**** Input rows ****

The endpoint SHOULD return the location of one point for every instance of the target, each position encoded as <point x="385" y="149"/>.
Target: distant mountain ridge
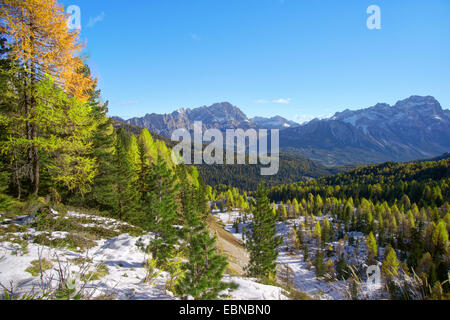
<point x="220" y="116"/>
<point x="414" y="128"/>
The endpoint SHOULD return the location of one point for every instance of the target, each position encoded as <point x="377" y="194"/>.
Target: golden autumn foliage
<point x="40" y="41"/>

****

What you are asked to do: Please rewrite the lines above with "endpoint" swapped for "service" and everything else kept the same. Omit the pictures from your answer.

The response:
The service SHOULD return the location of one point for every instance of the target, each position encoded as <point x="385" y="149"/>.
Target: distant mountain ridge
<point x="220" y="116"/>
<point x="414" y="128"/>
The service SHOULD return the location of one point for every instance of the target, each position encoded as <point x="377" y="194"/>.
Target: golden autumn foliage
<point x="40" y="41"/>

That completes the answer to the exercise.